# [Material to process]
*-*-*

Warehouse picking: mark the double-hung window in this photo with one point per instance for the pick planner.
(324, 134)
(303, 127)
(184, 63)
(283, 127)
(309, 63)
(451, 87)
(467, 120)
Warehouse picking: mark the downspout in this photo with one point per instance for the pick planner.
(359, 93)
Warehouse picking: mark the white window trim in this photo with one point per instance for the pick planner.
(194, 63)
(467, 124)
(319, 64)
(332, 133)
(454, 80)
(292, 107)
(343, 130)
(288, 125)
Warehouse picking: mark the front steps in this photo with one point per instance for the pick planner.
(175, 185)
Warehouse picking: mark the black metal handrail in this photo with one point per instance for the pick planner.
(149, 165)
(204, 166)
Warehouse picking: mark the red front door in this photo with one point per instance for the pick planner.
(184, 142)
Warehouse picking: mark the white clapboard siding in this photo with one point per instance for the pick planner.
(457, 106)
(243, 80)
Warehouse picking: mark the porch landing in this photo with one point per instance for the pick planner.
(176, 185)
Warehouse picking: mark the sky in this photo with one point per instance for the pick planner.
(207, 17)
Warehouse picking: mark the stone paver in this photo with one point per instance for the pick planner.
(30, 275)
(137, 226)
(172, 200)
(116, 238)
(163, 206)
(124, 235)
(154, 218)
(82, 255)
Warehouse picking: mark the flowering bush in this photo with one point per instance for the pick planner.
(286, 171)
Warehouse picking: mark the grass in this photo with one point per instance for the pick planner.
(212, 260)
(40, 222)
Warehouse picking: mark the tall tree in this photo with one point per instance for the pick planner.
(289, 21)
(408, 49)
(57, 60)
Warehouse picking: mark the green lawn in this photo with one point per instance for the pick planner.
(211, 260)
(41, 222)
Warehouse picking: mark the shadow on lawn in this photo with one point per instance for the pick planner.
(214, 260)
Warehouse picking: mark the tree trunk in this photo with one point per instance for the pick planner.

*-*-*

# [Goal of the exercise]
Render all of the items above as a JSON list of strings, with one string for each line and any blank lines omitted.

# [The reply]
[
  "Warehouse picking: mark the double-hung window in this photo with one point per instance for the pick planner.",
  "(324, 134)",
  "(303, 127)",
  "(184, 63)",
  "(283, 127)",
  "(309, 63)",
  "(451, 87)",
  "(467, 120)",
  "Warehouse picking: mark the downspout in this photo with one point per instance for the pick planner.",
  "(359, 93)",
  "Warehouse picking: mark the white window trim in this photo with one point per instance for the pick planner.",
  "(194, 63)",
  "(467, 124)",
  "(319, 64)",
  "(332, 133)",
  "(454, 80)",
  "(292, 107)",
  "(343, 130)",
  "(288, 125)",
  "Warehouse picking: mark the front steps in this photo with one point per instance for the pick planner.",
  "(175, 185)",
  "Warehouse picking: mark the black metal handrail in this photo with one point per instance for the pick planner.",
  "(149, 165)",
  "(204, 166)",
  "Warehouse picking: mark the red front door in this photo with one point per instance for the pick planner.",
  "(184, 142)",
  "Warehouse picking: mark the white clapboard siding in this photo with one point per instance for the pick planner.",
  "(457, 106)",
  "(243, 80)",
  "Warehouse picking: mark the porch landing in this photo with one point per instance for the pick planner.",
  "(176, 185)",
  "Warehouse picking: mark the sky in this photo with one point per instance for the pick planner.",
  "(207, 17)",
  "Warehouse picking: mark the stone paver in this photo with one point per instance for the pick planner.",
  "(30, 275)",
  "(137, 226)",
  "(172, 200)",
  "(116, 238)",
  "(163, 206)",
  "(124, 235)",
  "(154, 218)",
  "(82, 255)",
  "Warehouse picking: mark the flowering bush in this photo with one point per instance for the pick planner.",
  "(286, 171)",
  "Warehouse picking: mark the grass in this photo with one point per instance for the pick planner.",
  "(212, 260)",
  "(40, 222)",
  "Warehouse picking: mark the tall tree in this photo with one point per instance for the pick planner.",
  "(289, 21)",
  "(408, 49)",
  "(57, 60)",
  "Warehouse picking: mark the green lawn in this photo with one point per instance for the pick planner.",
  "(211, 260)",
  "(41, 222)",
  "Warehouse picking: mark the shadow on lawn in this photo with one point per instance for the pick planner.",
  "(214, 260)",
  "Warehouse picking: mark the tree trunk in this photo with one point per instance for the pick planner."
]